■ Problem details
What lines below hold the string "small"? Copy them all.

■ Task inputs
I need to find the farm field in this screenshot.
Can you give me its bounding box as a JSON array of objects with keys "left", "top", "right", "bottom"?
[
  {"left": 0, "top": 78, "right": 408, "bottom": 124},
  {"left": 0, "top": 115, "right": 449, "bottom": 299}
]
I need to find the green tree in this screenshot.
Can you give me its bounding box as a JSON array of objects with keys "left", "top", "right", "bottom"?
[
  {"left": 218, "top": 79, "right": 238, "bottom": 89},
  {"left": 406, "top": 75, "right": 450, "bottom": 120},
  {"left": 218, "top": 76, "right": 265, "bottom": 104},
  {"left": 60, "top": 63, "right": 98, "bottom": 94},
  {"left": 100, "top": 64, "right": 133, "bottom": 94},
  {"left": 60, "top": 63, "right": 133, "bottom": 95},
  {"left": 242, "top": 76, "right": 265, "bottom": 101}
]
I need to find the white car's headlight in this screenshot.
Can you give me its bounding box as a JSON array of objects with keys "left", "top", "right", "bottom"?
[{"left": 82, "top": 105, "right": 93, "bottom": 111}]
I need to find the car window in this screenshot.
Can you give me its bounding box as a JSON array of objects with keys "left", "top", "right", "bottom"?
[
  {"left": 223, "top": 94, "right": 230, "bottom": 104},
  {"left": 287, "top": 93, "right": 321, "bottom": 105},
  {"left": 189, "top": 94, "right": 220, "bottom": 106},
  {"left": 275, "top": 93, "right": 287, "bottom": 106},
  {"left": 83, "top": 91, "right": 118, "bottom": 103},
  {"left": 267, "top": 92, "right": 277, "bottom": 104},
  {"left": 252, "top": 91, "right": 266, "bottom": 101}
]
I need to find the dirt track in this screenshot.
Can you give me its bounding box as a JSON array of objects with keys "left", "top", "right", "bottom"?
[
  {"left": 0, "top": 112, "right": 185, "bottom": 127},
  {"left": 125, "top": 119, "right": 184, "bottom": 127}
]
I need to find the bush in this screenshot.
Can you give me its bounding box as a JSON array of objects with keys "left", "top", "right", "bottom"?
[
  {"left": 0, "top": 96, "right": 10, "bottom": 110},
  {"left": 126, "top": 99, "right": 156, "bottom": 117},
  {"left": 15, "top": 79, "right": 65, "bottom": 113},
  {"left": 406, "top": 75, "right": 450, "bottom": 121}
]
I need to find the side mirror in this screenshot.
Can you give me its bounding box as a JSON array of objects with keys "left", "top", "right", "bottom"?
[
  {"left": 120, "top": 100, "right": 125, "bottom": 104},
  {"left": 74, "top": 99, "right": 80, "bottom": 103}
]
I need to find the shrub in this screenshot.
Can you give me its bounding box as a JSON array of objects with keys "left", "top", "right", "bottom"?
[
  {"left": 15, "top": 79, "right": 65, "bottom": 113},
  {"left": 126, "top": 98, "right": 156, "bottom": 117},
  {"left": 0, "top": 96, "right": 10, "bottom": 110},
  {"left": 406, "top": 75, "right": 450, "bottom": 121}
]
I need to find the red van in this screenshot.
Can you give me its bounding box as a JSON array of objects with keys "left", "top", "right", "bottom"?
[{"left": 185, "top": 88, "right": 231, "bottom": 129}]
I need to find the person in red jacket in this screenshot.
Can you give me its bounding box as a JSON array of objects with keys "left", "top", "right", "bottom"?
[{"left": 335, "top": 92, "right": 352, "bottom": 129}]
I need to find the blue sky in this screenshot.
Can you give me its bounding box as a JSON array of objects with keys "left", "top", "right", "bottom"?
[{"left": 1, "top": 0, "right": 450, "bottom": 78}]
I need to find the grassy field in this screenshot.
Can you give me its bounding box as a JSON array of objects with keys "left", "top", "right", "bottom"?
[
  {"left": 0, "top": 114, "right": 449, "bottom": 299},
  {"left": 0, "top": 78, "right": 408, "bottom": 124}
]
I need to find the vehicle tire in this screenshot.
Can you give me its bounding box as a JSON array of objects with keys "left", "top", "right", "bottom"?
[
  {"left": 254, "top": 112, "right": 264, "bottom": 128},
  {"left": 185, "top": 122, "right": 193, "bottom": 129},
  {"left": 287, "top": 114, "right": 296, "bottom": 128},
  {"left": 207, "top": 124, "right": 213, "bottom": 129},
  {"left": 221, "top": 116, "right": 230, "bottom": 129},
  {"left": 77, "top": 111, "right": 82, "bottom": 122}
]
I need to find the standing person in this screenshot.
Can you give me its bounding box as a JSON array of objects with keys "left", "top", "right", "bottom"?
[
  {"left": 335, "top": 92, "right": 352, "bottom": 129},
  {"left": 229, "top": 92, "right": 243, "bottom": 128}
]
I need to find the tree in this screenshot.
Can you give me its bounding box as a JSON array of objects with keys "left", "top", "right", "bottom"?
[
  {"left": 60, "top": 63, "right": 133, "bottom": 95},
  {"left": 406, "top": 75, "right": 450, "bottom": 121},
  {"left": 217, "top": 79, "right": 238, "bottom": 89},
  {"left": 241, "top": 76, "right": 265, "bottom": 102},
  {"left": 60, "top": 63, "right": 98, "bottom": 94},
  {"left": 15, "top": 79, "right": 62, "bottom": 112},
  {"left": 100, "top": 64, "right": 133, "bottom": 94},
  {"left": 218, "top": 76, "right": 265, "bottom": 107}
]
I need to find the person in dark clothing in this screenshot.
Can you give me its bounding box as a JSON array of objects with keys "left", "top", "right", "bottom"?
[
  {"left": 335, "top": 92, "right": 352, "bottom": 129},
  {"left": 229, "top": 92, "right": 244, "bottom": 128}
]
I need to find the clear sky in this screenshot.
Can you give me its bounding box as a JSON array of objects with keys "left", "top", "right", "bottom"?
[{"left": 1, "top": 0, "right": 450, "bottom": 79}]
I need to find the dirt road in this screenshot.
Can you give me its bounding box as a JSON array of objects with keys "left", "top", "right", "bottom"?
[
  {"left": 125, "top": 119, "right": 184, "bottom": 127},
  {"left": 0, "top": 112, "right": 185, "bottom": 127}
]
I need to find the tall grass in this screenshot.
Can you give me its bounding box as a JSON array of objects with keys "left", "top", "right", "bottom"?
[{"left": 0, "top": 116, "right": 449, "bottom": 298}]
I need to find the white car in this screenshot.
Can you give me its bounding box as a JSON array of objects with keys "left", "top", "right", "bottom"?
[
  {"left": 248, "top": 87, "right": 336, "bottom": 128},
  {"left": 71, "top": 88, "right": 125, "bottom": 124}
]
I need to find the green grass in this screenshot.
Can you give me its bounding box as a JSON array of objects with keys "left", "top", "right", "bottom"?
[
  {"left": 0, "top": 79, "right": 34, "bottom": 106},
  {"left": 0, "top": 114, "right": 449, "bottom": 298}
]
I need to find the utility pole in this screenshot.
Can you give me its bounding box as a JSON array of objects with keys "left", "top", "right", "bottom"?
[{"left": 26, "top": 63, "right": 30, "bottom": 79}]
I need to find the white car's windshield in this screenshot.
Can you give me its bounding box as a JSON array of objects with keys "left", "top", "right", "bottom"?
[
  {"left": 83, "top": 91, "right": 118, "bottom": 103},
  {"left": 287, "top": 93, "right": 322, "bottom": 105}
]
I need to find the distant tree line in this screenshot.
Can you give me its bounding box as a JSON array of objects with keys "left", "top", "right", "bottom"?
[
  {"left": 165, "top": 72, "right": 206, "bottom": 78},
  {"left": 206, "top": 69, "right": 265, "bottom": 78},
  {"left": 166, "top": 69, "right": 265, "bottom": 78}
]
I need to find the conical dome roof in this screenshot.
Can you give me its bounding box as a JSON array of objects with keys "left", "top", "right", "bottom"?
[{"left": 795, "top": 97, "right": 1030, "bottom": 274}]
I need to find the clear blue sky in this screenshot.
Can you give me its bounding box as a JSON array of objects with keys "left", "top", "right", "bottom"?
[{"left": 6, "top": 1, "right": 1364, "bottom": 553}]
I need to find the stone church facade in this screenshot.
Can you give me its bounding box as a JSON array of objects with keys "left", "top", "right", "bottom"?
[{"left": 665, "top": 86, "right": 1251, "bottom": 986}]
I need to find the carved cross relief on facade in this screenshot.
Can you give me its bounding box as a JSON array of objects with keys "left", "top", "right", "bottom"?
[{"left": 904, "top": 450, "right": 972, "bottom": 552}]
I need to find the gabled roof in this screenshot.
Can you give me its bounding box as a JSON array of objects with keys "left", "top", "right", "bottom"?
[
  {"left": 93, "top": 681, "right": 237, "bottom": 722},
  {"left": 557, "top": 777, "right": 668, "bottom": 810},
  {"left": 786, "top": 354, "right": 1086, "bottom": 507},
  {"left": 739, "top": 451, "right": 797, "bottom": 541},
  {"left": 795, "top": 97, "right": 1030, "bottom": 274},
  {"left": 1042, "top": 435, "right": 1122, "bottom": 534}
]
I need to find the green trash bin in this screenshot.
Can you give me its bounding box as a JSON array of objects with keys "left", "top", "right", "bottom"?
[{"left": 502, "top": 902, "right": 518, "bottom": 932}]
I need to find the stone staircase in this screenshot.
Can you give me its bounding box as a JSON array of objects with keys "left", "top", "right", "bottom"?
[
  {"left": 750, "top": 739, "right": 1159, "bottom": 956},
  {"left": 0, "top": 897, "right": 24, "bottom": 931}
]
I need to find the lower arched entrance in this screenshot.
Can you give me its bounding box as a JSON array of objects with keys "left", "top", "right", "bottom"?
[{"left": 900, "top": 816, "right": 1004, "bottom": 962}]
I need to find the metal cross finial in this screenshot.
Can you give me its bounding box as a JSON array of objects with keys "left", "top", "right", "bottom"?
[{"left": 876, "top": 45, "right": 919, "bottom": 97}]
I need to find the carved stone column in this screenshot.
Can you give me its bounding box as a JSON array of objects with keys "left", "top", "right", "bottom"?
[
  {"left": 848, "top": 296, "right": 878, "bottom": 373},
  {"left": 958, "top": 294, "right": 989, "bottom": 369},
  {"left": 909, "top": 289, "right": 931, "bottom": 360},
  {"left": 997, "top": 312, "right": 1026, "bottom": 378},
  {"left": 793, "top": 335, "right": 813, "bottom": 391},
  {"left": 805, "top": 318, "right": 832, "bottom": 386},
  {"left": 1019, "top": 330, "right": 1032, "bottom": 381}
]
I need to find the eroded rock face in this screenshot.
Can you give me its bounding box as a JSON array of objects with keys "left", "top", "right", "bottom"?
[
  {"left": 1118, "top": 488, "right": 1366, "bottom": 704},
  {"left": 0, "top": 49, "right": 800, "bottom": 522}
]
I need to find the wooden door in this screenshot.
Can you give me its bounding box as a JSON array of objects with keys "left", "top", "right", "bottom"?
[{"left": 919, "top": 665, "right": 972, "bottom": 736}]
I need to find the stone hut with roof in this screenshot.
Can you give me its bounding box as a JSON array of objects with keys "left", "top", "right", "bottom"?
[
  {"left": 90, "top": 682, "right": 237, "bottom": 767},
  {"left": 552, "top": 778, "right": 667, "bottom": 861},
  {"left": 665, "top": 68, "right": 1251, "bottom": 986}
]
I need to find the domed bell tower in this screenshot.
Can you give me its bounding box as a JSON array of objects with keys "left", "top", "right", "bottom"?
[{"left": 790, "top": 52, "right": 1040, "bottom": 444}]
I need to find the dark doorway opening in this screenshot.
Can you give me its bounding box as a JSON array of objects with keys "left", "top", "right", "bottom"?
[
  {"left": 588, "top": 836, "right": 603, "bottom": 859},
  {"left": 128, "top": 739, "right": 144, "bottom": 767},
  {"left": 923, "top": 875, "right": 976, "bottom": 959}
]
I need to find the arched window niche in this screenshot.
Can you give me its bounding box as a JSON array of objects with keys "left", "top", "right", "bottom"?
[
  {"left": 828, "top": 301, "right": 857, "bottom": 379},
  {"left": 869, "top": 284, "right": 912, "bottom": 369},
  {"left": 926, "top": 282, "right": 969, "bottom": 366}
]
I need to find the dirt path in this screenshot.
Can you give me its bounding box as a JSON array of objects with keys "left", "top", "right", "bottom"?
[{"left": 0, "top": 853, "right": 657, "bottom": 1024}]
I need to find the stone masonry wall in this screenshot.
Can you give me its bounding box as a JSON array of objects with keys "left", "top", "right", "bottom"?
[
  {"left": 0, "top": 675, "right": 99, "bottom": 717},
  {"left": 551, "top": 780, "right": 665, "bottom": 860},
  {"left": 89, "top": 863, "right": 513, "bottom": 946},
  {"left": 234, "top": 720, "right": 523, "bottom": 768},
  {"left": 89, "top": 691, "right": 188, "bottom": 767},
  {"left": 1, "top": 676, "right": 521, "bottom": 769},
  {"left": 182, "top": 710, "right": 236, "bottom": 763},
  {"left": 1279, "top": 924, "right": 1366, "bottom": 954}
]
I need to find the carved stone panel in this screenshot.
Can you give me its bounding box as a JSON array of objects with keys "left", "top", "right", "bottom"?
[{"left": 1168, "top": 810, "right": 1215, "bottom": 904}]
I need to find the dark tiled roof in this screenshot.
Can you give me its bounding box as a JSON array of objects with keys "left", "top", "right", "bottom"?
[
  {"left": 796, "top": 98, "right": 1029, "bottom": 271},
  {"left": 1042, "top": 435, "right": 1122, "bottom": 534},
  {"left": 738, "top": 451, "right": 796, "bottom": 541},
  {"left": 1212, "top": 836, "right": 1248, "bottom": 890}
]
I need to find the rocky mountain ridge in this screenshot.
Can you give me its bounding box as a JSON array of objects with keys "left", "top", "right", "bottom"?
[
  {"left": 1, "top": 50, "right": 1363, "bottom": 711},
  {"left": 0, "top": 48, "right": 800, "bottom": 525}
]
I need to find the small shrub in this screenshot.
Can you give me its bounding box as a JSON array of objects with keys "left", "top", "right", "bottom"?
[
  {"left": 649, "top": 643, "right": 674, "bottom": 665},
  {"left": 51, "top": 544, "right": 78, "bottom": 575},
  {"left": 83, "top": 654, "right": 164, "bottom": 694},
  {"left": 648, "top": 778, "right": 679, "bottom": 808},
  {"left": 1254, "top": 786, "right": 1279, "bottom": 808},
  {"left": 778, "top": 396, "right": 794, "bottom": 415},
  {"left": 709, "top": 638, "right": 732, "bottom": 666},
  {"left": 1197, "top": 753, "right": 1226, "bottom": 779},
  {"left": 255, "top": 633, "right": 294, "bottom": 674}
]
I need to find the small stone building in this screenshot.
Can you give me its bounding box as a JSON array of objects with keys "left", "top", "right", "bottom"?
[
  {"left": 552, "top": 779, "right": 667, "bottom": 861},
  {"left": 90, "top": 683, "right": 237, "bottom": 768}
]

■ Response to the exercise
I need to find the small shrub in this screenshot.
I need to find the small stone building in this screenshot.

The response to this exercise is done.